Written exercise – Take the data below and repeat it exactly.

Records shown –
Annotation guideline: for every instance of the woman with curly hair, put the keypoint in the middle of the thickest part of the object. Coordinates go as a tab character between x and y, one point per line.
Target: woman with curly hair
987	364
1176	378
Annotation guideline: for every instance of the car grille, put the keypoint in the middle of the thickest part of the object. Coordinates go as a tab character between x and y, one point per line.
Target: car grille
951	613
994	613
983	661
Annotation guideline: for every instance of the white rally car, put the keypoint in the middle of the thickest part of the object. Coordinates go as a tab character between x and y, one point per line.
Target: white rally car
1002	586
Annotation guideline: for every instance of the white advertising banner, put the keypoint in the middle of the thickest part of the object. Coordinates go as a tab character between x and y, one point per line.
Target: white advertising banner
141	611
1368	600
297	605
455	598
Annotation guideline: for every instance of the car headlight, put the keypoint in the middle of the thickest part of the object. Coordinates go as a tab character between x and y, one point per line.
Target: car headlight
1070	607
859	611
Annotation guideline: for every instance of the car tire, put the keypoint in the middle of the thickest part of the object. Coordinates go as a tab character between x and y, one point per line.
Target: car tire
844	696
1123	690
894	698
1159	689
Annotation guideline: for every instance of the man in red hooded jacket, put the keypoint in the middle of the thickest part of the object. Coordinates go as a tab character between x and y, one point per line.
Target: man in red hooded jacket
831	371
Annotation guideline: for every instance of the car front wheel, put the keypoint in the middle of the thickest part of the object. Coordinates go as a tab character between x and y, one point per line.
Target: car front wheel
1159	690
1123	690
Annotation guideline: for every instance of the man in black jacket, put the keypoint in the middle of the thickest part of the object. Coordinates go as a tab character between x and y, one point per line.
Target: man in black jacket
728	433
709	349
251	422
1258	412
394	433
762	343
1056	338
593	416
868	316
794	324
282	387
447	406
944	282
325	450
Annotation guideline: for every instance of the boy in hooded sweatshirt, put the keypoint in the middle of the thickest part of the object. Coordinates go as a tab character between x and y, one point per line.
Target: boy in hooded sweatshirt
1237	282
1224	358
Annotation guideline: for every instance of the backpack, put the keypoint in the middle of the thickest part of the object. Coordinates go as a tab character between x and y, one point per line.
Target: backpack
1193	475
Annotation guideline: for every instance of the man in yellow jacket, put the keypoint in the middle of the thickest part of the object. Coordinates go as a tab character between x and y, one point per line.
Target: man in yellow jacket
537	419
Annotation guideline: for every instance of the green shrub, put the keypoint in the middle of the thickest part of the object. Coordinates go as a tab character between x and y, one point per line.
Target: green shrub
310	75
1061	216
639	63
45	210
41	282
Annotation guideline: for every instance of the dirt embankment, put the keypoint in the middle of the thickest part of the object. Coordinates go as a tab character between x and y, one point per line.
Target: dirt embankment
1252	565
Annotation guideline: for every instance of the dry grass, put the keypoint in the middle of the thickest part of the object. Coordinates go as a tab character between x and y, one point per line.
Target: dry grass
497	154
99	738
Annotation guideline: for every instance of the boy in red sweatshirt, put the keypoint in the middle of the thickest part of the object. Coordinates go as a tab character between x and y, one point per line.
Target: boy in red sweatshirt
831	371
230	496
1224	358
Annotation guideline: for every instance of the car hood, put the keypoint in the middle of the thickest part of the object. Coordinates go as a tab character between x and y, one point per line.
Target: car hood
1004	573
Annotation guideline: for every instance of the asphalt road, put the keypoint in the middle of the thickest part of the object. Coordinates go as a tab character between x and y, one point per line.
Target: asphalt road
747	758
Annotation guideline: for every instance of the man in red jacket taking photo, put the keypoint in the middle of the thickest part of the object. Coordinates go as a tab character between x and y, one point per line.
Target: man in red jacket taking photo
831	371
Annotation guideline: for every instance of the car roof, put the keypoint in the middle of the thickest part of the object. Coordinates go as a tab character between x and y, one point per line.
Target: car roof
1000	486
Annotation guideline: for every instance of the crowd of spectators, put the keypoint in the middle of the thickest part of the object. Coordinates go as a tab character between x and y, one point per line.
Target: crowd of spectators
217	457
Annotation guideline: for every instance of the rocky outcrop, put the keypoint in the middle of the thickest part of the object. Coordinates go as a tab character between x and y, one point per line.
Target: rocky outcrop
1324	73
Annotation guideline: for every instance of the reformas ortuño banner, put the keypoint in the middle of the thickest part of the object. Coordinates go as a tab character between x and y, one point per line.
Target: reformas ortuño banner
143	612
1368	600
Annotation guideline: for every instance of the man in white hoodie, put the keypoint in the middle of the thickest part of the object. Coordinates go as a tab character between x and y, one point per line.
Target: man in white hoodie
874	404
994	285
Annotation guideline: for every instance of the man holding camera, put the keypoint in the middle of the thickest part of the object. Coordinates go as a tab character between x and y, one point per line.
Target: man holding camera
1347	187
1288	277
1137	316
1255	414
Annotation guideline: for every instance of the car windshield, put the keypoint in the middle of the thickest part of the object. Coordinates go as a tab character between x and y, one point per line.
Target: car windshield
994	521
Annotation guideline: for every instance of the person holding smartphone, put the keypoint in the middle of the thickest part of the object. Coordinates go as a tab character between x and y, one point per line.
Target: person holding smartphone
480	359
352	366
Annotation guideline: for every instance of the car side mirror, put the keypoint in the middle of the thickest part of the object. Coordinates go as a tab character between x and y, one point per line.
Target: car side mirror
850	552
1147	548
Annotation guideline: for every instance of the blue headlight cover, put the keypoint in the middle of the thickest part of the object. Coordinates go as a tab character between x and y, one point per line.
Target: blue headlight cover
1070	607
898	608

Solution below –
Annotation guideline: for every instance of the woman with curly hair, put the keypoint in the middle of the thickest part of the object. Coordinates go as a tab character between x and y, one point per line.
Target: woman with curly hair
987	364
1176	378
Annotation guideline: for every instance of the car grille, put the keypoint in the middle of the thickest part of the object. Coordinates go as a tab character between x and y, one point per line.
Target: car grille
951	613
994	613
983	661
Annotation guideline: for every instance of the white rally car, put the keypoint in the middle of the thickest part of the object. Coordinates go as a tab character between x and y, one point per line.
Target: white rally car
1002	586
Annotation guideline: for every instance of the white advertising banner, put the keypoint in the middle of the thickest part of the object. Coordinates go as a tab character between x and y, one point per line.
Target: white advertising banner
141	611
1368	600
297	605
455	598
Annotation guideline: for every instance of the car headlight, put the keypoint in the middle of the thickest part of the object. Coordinates go as a tab character between x and y, one point per line.
Target: car headlight
1070	607
859	611
Annotation guideline: for every instance of the car tire, put the keypoint in the middle of the thickest part of the object. Coordinates go as a tab character between x and y, one point per line.
Target: car tire
844	696
1123	690
894	698
1159	689
Annotation guideline: for every instance of the man in red hooded jacket, put the keypoint in the middle of the thickest part of the object. Coordinates go as a tab character between x and y, one point per line.
Target: man in red hooded jacket
831	371
Annotation guideline: for every instance of the car front wheel, put the keypoint in the middle of the thickest part of the object. Coordinates go as a tab character between x and y, one point per line.
Target: car front wheel
1159	690
1123	690
Annotation guideline: for every instance of the man in black jacket, put the keypoint in the middle of the thickest part of the object. Coordinates go as a tab character between x and y, one point per line.
Target: man in black jacket
728	433
709	349
251	422
1258	412
394	433
762	343
1056	338
593	416
868	316
794	324
282	387
447	406
944	282
325	450
Annotation guideline: for every instance of the boy in hooded sweatshirt, put the keypoint in the middle of the thickest part of the object. Coordinates go as a tab character between x and y, one point per line.
Target: boy in hooded sweatshirt
1237	282
1224	358
Annotation guideline: for every instance of the backpack, put the keypoint in the middle of the thickest part of the object. Coordinates go as a tab character between x and y, one point per line.
Target: backpack
1193	475
Annotation guideline: for every instance of the man in yellow jacket, put the keypoint in the middle of the thickest part of the object. Coordinates go as a tab character between x and y, one point per line.
Target: man in yellow jacket
537	419
Annotation guideline: for every instance of the green shrub, put the keypoint in the middle of the thickest part of the object. Coordinates go as a tab character between x and y, one point per line.
Target: green shrub
310	75
1061	216
639	63
45	210
41	282
Annotation guideline: for every instance of the dirt embankment, put the keypoint in the middle of the thickest part of the object. Coordinates go as a tab character between x and y, one point per line.
Target: dirt embankment
1252	565
Annotation guideline: for every instance of the dry grass, put the keypoint in the middle of the thickest part of the object. Coordinates go as a tab character between x and y, one point per line.
Target: dry grass
497	154
99	738
Annotation guideline: for every instance of the boy in red sweatshirt, put the keypoint in the middle of the thickest part of the object. Coordinates go as a tab character between x and y, one point per line.
Target: boy in red sweatshirt
831	371
230	496
1224	358
Annotation guideline: for every instance of the car hood, put the keypoint in the middle of the thickest part of the object. Coordinates go as a tab character between x and y, one point per line.
Target: car hood
1004	573
Annotation guideline: for every instance of the asphalt road, put the keypoint in the middle of the thickest part of the object. Coordinates go as a tab character between x and y, one point per line.
Target: asphalt road
747	758
Annotation guideline: for every instance of the man in red jacket taking photo, put the keypoint in the middle of the thickest part of the object. Coordinates go as a tab character between x and y, one point per line.
Target: man in red jacket taking photo
831	371
Annotation guideline: for every instance of the car roof, put the keypoint in the middle of the thickest part of the object. Coordinates go as a tab character between x and y, one point per line.
Target: car roof
1000	486
Annotation guideline: for every instance of the crowd of spectators, put the keypoint in the middle of the thickest part of the object. Coordinates go as a tab character between x and y, one point per line.
Target: crowd of spectators
217	457
Annotation guideline: for every instance of the rocky outcrop, put the keypoint in the middle of the thickest part of the object. Coordinates go as a tab character between x and y, one point per line.
Target: rocky outcrop
1324	73
Annotation guideline: for every instance of the reformas ortuño banner, put the keypoint in the middle of the thickest part of the object. Coordinates go as a tab character between x and y, one point per line.
Target: reformas ortuño banner
143	612
1368	600
Annotation guideline: for every instance of the man in white hoodie, put the keypoint in the middle of the thickest part of the object. Coordinates go as a tab character between x and y, one point per line.
Target: man in white hoodie
874	404
994	285
Annotation guideline: for every instance of the man holding camera, put the keypoint in the middle of the thickest part of the object. Coordinates go as a tab character between x and y, one point per line.
Target: man holding camera
1347	187
1288	277
1137	316
1255	414
Annotation guideline: for every instance of the car windshield, put the keypoint in the middle of the thickest part of the object. Coordinates go as a tab character between x and y, one point per line.
Target: car windshield
994	521
Annotation guideline: for every instance of the person holding smartphone, put the keypoint in the middle of the thickest part of the object. Coordinates go as a tab character between x and y, one point per line.
Target: person holding smartphone
480	359
352	366
Annotation guideline: for every instance of the car side mirror, put the keypoint in the middle of the thickest part of the object. Coordinates go as a tab character between x and y, one point per line.
Target: car side mirror
850	552
1147	548
Annotation guideline: for every instance of the blue headlight cover, put the keypoint in the middle of the thickest part of the object. Coordinates go as a tab character between x and y, one point per line.
Target: blue headlight cover
1070	607
898	608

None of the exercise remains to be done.